◆ READING PASSAGE ◆
After a C-section, your period typically returns within 4 to 6 weeks if you’re not breastfeeding. If you are breastfeeding, it can take anywhere from a few months to well over six months, depending on how often you nurse. The timeline is driven almost entirely by hormones related to breastfeeding, not by the surgery itself.
Breastfeeding Is the Biggest Factor
Whether you had a C-section or a vaginal delivery matters far less than whether you’re breastfeeding. The hormone prolactin, which your body produces to make breast milk, also suppresses the hormonal signals that trigger ovulation. In someone who isn’t breastfeeding, prolactin drops back to normal levels within about a week after delivery. In someone who is nursing, prolactin can stay elevated for 80 days or longer, and the physical act of breastfeeding and nipple stimulation continues to delay ovulation even after prolactin levels start to normalize.
The more frequently you nurse, the longer your period stays away. Exclusive or near-exclusive breastfeeding, with no more than 4 hours between daytime feedings and 6 hours overnight, is the pattern most strongly associated with continued suppression of ovulation in the first six months. Once you start supplementing with formula, introducing solids, or spacing out feedings, your body begins to shift back toward its normal cycle. Many people who partially breastfeed see their period return somewhere between 3 and 6 months postpartum, while those who exclusively breastfeed for a year or more may not menstruate for the entire duration.
How a C-Section May Affect Your Cycle
A C-section doesn’t meaningfully change when your period comes back, but it may change how it feels once it does. Some research suggests that C-section scarring can increase both period pain and flow. This isn’t universal, and plenty of people notice no difference at all, but if your first few postpartum periods feel heavier or crampier than what you remember, scar tissue on the uterus could be a contributing factor.
What Your First Period Will Look Like
Your first postpartum period is often heavier than what you experienced before pregnancy. You may notice more clotting than usual, and cramping can be more intense. This is partly because the uterus has stretched during pregnancy and now has more lining tissue to shed each cycle. The first couple of periods tend to be the most noticeably different.
That said, some people find their periods actually get easier after pregnancy. The stretched, more relaxed uterine muscle can make cramping less severe for certain individuals. There’s no reliable way to predict which direction yours will go, but either outcome is normal. Your cycles may also be irregular for the first few months before settling into a predictable pattern.
Lochia vs. Your Actual Period
One of the most common sources of confusion in the early weeks is telling the difference between postpartum bleeding (called lochia) and a true period. Lochia is not a period. It’s the discharge your uterus produces as it heals from pregnancy, and it follows a predictable progression over about six weeks.

◆ COMPLETE THE FOLLOWING ◆
(1) According to the passage on periods after a C-section, why does breastfeeding delay the return of the period? Answer in one to three sentences.
(2) Continue the passage on periods after a C-section, starting after its final sentence.
The rows that follow play no part in working with the passage.

(Point localization data)

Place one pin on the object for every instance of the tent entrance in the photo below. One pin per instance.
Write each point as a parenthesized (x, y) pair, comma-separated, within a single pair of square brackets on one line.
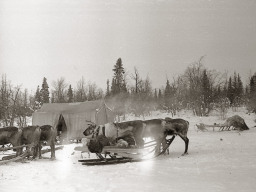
[(62, 128)]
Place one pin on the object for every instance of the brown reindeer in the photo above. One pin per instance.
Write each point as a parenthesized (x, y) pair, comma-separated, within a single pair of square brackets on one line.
[(236, 122), (11, 135), (48, 134), (131, 129)]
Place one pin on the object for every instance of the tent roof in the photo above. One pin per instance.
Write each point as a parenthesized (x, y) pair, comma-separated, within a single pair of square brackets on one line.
[(87, 106)]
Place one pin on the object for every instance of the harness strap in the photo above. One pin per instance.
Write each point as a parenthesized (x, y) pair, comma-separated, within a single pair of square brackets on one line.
[(104, 130)]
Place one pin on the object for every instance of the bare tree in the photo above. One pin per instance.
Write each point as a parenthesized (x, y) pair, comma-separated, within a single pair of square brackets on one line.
[(81, 91), (59, 90)]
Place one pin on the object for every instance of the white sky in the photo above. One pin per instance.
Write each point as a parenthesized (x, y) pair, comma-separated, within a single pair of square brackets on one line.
[(75, 38)]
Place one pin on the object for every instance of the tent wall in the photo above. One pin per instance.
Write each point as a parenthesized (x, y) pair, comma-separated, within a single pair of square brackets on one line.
[(77, 123), (43, 118), (76, 116)]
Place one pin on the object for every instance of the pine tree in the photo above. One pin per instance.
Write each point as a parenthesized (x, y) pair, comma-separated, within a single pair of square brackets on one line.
[(118, 82), (206, 90), (155, 95), (38, 99), (240, 88), (230, 93), (108, 91), (70, 94), (160, 96), (252, 95), (44, 92), (168, 95)]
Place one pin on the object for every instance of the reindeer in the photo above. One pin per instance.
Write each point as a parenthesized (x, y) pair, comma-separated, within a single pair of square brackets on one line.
[(137, 130), (236, 122), (31, 135), (11, 135), (48, 134), (177, 127)]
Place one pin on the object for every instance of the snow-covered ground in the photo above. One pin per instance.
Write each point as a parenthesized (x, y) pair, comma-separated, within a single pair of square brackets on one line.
[(217, 161)]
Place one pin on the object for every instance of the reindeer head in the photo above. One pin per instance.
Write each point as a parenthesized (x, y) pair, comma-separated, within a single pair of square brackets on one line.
[(90, 130)]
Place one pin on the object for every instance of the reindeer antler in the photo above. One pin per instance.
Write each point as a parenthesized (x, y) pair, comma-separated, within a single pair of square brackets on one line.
[(91, 123)]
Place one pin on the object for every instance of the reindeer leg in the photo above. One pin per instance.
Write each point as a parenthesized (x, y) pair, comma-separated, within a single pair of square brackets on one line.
[(53, 150), (39, 150), (167, 143), (186, 140)]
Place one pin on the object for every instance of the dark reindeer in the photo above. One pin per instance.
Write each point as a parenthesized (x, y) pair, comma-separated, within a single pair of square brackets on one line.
[(177, 127), (31, 135), (11, 135), (48, 134)]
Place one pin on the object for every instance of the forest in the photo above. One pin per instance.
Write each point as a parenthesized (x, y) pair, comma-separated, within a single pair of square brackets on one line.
[(198, 89)]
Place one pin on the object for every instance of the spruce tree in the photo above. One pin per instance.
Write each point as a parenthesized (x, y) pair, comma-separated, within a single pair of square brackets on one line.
[(252, 95), (230, 93), (240, 88), (70, 94), (108, 91), (44, 92), (118, 82), (38, 99)]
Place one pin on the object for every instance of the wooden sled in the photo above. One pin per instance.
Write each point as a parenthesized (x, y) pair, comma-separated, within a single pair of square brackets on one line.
[(203, 127), (115, 155)]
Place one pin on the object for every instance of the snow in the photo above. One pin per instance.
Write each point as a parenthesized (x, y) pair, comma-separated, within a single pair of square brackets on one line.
[(217, 161)]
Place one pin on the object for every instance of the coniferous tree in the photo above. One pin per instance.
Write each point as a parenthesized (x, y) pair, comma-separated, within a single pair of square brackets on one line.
[(155, 95), (38, 99), (240, 88), (70, 94), (108, 91), (160, 96), (230, 93), (44, 92), (118, 82), (168, 95), (252, 95)]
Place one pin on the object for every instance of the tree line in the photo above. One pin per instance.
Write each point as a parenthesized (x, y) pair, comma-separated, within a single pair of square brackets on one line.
[(198, 89)]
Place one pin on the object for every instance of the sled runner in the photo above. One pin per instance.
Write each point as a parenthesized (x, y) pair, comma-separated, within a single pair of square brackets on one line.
[(117, 155)]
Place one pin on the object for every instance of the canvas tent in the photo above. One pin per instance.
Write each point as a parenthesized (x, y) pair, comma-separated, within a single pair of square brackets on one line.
[(72, 118)]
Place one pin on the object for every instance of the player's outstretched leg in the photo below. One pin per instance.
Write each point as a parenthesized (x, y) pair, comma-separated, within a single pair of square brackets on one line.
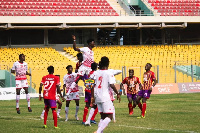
[(45, 116), (55, 118), (114, 120), (87, 123), (130, 108), (144, 106), (42, 115), (77, 109), (59, 108), (85, 112), (67, 110), (28, 99), (103, 124), (130, 100), (17, 99), (93, 116)]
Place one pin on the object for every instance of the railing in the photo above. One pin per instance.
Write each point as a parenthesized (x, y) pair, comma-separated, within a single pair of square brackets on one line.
[(178, 12), (189, 70), (129, 10), (11, 78)]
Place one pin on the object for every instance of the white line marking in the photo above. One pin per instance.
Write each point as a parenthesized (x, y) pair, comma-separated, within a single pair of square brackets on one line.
[(148, 128), (20, 118)]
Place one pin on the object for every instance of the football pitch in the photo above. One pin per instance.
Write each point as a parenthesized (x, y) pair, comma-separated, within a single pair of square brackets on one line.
[(165, 113)]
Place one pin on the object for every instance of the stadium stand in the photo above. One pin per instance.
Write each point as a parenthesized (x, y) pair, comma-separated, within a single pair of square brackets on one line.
[(38, 60), (56, 8), (176, 7), (137, 56)]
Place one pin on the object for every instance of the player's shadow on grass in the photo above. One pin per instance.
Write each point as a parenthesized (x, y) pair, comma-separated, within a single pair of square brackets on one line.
[(6, 118), (133, 116)]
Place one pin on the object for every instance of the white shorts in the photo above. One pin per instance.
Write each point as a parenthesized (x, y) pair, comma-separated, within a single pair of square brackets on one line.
[(21, 84), (72, 96), (84, 70), (105, 107), (57, 97)]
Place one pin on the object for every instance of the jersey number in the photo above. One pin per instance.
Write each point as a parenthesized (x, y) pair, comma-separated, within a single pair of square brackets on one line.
[(48, 85), (100, 79)]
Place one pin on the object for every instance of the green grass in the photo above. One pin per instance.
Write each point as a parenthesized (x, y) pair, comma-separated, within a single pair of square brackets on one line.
[(165, 113)]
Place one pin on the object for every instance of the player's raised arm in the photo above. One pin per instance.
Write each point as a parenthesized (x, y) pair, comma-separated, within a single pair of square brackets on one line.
[(64, 86), (40, 90), (27, 73), (74, 44), (115, 90), (13, 69), (122, 89), (59, 92), (116, 72), (92, 97)]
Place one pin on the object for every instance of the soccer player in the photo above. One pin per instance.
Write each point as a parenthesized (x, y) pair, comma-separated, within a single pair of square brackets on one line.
[(100, 94), (51, 83), (68, 79), (58, 101), (149, 81), (131, 82), (79, 63), (111, 92), (21, 69), (93, 110), (88, 59)]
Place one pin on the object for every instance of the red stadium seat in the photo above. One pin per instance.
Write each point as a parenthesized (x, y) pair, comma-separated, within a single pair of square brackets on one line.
[(176, 7)]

◆ RESPONSES TO THE TASKS ◆
(1) Prolactin, the hormone the body makes to produce breast milk, also suppresses the hormonal signals that trigger ovulation, and in someone who is nursing it can stay elevated for 80 days or longer. The physical act of breastfeeding and nipple stimulation keeps delaying ovulation even after prolactin levels start to normalize.

(2)
- Days 1 through 3 or 4 (lochia rubra): Dark or bright red blood, heavy flow similar to a period, with small clots smaller than a quarter.
- Days 4 through 12 (lochia serosa): Pinkish-brown, thinner and more watery, with a moderate flow and fewer or no clots.
- Day 12 through week 6 (lochia alba): Yellowish-white, very little blood, light flow or spotting, no clots.
The key distinction: lochia gradually tapers from heavy and red to light and yellowish over several weeks. It doesn’t stop and restart. If your bleeding has faded to light spotting or stopped entirely and then you get a fresh flow of red blood, that’s more likely your period returning (or, less commonly, a sign of a complication worth checking on). Some people have traces of lochia for up to eight weeks, so if you’re not breastfeeding, there can be very little gap between lochia ending and your first real period arriving.
You Can Get Pregnant Before Your Period Returns
This catches many people off guard: up to 40% of postpartum women ovulate before they ever see their first period. That means you can become pregnant again without having had any menstrual bleeding as a warning sign. Ovulation happens roughly two weeks before a period, so by the time you’d notice your cycle returning, you may have already had a fertile window.
If you’re not planning another pregnancy soon, this is worth thinking about early, even while you’re still dealing with lochia. The absence of a period is not a reliable indicator that you’re not fertile, particularly once you start reducing breastfeeding frequency or if you’re formula feeding from the start.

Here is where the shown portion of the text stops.